INPUT DATA START
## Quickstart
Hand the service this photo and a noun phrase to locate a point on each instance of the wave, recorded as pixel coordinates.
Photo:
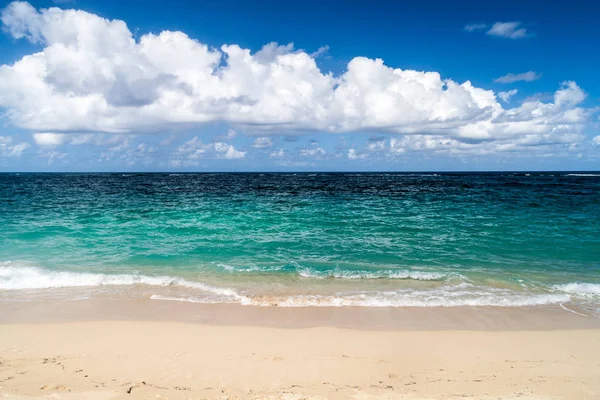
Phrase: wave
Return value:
(310, 273)
(20, 276)
(16, 276)
(580, 289)
(383, 299)
(583, 174)
(386, 274)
INPUT DATA END
PROBLEM TO WORK ON — Every line of the records above should be copied exactly, while the pictures are left behind.

ANSWER FOR THIS EXERCISE —
## Quickstart
Hand the service this photo and a noun phrase to locate a point on each instance of the wave, recorded as pixel coordinates.
Photo:
Phrase: wave
Return value:
(310, 273)
(20, 276)
(16, 276)
(580, 289)
(383, 299)
(583, 174)
(386, 274)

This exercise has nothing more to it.